Exercise text START

The third was an empathic healer. Linden falls into this line of the unfettered. She doesn't need to create a damge organ or body part, then heal herself. She can directly heal the patient thru the use of the Staff and Earthpower. She can command the intensity of the fire to provide a desired result.

She uses her healing ability to achieve other feats that a normal unfettered couldn't do. I don't think Berek developed all of his Lore by asking the Theomach. There had to be a time after the he got the staff, that he had to try different methods of using it. The Theomach would have gotten his aims and departed from Berek. Linden fall into this area when she tries to use her ability, her knowledge, experience and talent to get results from problems she has encountered.

To bad that she wasn't around using that type of power in the first Chronicles. I bet the Lords would have accepted her as a Lord in her own right.

Maybe it might be a question for SRD in the GI.
What I am proposing is that she has a lore. A lore that isn't known or experience in the Land before.

Posted: Tue Feb 19, 2008 2:55 pm
by Unfettered One
Personally, I think she does have "lore".

She is an M.D., which requires a considerable amount of schooling, training, and experience to achieve. I believe that is her base "lore", and everything she achieves is because of it. Her health sense is more acute because she can identify what she sees. Also, she knows what to do with the information that is presented to her.

We have no evidence that any one else from TCs world has that level of education.

This makes her closer to an Insequent than to a normal "everyday" person of the Land.

Edit: Just read Ur Dead's post, and he makes many of the same points. Sorry, I was thinking about this all last night, and just came in and posted without reading everything. Won't happen again.

Posted: Tue Feb 19, 2008 6:32 pm
by wayfriend
In order to have lore -- in order for ones magical powers to be lore-based -- you can't just apply any old knowledge. It has to be the knowledge that corresponds to the power. The knowledge has to shape and guide the power when you use it.

Exercise text END
Given records START

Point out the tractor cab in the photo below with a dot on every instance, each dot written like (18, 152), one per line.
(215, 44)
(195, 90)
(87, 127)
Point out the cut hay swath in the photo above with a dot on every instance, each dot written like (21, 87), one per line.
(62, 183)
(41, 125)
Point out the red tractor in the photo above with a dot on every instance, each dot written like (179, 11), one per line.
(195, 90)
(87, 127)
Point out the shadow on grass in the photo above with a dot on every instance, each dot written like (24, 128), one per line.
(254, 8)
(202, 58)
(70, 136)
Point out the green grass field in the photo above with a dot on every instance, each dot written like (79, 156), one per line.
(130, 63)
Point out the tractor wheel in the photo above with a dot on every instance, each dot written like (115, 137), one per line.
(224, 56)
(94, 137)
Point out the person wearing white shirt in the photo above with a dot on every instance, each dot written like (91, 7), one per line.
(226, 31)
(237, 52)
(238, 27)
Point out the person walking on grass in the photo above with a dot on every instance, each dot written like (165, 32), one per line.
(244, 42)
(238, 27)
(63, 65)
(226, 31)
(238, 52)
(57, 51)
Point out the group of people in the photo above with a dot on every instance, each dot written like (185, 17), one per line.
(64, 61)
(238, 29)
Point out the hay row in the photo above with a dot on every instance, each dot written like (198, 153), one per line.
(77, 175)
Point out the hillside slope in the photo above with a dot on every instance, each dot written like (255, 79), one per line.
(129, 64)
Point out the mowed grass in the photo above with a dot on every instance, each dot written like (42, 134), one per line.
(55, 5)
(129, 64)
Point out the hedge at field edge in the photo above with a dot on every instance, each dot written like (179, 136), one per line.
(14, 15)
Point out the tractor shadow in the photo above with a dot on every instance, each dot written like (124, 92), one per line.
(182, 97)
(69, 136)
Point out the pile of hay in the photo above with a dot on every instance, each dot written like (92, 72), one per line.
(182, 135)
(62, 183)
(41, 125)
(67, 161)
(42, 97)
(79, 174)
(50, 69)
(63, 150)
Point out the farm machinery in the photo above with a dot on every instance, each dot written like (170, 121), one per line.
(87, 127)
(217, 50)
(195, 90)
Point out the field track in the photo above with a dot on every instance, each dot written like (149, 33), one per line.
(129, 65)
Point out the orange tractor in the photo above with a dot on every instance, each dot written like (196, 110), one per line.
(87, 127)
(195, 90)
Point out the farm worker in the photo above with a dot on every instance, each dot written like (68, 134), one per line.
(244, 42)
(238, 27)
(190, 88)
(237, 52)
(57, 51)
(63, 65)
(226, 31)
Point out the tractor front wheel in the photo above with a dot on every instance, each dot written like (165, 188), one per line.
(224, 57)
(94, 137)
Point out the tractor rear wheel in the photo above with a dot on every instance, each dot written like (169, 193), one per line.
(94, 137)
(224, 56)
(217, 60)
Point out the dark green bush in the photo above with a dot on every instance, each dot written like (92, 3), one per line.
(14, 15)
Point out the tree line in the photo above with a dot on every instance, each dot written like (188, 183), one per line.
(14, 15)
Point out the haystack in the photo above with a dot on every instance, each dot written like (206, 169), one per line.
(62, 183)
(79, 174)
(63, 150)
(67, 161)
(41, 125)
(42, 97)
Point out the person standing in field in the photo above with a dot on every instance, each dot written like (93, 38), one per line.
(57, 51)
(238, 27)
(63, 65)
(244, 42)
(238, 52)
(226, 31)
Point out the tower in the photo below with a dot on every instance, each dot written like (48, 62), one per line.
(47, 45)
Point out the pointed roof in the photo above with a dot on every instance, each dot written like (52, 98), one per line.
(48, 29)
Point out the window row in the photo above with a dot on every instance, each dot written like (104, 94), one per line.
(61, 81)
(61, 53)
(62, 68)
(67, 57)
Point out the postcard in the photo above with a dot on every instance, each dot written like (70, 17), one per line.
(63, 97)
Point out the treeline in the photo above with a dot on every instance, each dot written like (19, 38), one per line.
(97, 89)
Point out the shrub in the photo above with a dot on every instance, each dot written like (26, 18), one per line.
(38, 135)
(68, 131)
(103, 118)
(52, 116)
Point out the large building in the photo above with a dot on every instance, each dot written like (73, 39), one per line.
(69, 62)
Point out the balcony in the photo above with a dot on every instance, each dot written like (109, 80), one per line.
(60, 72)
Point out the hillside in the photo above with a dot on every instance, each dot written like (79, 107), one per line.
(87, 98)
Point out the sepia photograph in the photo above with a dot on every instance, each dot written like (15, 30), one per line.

Given records END
Given records START

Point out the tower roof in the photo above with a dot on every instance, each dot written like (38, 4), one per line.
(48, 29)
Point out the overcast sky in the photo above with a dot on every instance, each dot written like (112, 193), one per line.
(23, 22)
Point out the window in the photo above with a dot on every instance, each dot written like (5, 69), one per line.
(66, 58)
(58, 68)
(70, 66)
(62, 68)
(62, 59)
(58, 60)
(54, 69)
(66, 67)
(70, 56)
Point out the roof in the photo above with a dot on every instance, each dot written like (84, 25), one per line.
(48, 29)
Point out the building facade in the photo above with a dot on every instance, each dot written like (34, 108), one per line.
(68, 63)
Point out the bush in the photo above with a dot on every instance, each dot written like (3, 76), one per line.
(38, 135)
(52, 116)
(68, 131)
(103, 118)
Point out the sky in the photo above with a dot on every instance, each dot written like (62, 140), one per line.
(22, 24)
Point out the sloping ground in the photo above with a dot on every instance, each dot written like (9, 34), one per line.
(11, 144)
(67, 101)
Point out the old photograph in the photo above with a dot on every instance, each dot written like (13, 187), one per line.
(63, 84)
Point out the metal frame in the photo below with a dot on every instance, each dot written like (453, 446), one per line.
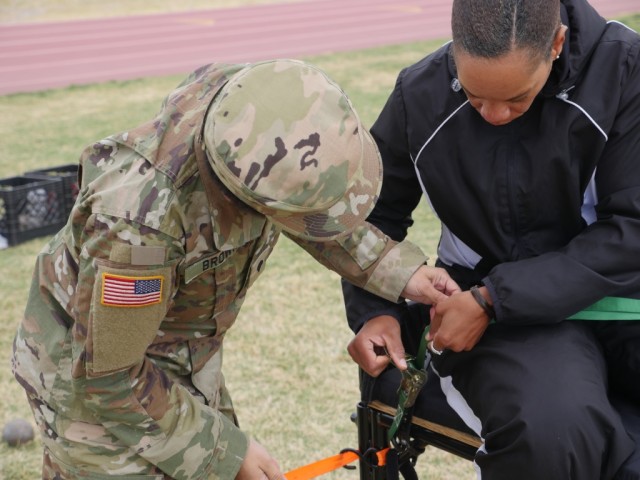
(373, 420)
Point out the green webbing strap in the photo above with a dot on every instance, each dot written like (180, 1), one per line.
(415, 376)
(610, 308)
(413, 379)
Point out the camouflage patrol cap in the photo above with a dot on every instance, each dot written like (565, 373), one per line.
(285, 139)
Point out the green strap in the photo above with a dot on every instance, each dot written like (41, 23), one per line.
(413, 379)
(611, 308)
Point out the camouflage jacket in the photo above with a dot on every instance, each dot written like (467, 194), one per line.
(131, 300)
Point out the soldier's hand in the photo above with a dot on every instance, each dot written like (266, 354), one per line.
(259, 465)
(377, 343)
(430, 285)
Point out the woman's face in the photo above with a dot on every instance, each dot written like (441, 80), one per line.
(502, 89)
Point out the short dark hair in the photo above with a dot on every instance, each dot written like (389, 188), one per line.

Given records END
Given records START

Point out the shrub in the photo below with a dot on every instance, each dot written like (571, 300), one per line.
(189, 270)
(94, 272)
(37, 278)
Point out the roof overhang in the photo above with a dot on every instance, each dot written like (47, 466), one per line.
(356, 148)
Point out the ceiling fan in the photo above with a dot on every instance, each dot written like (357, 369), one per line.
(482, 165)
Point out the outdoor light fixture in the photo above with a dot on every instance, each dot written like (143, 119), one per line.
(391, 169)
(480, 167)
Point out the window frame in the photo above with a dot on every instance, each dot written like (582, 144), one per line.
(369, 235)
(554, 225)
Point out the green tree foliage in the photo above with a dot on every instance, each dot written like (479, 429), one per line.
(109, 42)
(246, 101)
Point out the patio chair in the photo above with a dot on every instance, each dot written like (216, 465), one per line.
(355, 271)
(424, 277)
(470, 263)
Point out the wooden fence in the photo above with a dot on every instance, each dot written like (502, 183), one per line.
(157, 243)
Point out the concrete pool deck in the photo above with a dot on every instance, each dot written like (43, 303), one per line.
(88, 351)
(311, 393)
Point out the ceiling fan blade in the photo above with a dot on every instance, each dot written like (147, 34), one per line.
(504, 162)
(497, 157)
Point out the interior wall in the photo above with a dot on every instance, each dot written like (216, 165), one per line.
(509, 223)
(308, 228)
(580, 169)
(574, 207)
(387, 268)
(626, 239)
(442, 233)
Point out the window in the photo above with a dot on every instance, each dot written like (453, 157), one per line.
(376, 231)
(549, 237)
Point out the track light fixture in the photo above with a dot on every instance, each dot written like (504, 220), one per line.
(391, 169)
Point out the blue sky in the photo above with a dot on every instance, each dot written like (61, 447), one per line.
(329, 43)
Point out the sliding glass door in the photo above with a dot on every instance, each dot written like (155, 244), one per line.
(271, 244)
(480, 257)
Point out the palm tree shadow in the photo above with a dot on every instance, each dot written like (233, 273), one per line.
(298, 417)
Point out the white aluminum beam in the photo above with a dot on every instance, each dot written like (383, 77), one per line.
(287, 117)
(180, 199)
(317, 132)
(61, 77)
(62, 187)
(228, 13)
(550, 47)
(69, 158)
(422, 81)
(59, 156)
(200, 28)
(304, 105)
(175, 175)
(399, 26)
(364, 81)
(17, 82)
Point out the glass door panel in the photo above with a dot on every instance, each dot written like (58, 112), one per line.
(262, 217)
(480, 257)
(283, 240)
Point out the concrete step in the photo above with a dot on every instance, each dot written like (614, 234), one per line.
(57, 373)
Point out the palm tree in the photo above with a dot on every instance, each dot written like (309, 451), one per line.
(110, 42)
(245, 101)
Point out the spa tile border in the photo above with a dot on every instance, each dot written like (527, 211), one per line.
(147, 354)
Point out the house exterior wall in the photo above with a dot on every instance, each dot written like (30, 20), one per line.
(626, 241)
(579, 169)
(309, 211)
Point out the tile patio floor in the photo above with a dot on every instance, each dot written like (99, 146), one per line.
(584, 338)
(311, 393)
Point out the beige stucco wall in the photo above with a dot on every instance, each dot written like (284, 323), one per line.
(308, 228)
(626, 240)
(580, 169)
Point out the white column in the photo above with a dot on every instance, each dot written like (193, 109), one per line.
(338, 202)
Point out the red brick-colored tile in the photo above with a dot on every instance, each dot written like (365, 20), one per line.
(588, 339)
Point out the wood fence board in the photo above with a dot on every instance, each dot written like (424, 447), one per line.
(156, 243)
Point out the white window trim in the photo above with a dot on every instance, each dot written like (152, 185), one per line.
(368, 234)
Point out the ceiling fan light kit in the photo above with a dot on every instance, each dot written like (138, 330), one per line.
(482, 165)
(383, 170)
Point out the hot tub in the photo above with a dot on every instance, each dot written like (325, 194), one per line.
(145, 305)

Given records END

- [To do]:
1: Answer these about the forum posts about Linden:
(a) In the first post, what two things does Linden use to heal the patient directly?
(b) What does Unfettered One call Linden's base "lore"?
(c) According to wayfriend, what must the knowledge do when the power is used?
2: Continue the forum posts about Linden from the end of wayfriend's last sentence.
The data has nothing to do with the forum posts about Linden.

- [Answer list]:
1:
(a) The Staff and Earthpower.
(b) Being an M.D., with the considerable schooling, training, and experience it takes to become one.
(c) It has to shape and guide the power.

2:
Yes, Linden has lots of medical knowledge. But that isn't in and of itself lore. Because when Linden is battling Ravers and Cavewights, creating ceasures or erasing them, etc. she is not using her medical knowledge to weild her power. That's not the knowledge that signifies. Knowledge of combat techniques, knowledge of ceasures is what signifies. If she had such lore, she probably could blast the Harrow out of the water. If she had such lore, she could probably manipulate a ceasure like the Demondim could.

When she is using her medical knowledge and Law or wild magic together to heal someone, then it approaches lore. It's almost there, but not quite. Because she can't (yet) codify that and pass it on to someone else. When she was with Berek's army, she could not show anyone how to weild earthpower to heal -- she could only pass on mundane, unmagical knowledge such as how to sterilize bandages. She can teach them how to find hurtloam and slap it on - maybe that's a tiny bit of lore. But if her power to heal with the Staff or the ring were a lore, she would be able to share that knowledge with others.

(Is being able to teach it important? I think so. I don't think you can claim to have lore unless you understand it well enough to explain it to someone else. Because it means you're able to understand what you are doing so that it isn't instinctual or gut feel any more.)

How did she bring TC back to life? Wildwood added the necessary lore to the Staff. Linden did not have it.

Posted: Sat Feb 23, 2008 8:42 pm
by Endymion9
My take on LA's "lore".

It's a writer's device. Reminds me of Lyndon Hardy's Five Magics series, where he set up rules that required a lifetime to master, but we readers would be bored to death if the hero/heroine took that long to become a master. Plus the story requires them to learn more than one lore to beat the evil entity. So his hero masters five magics in a short time frame.

The writer has no choice but to come up with some circumstances (health sense, etc.) that allow our hero/heroine to quickly master lore(s) and we the readers agree to suspend our logic for the sake of storytelling.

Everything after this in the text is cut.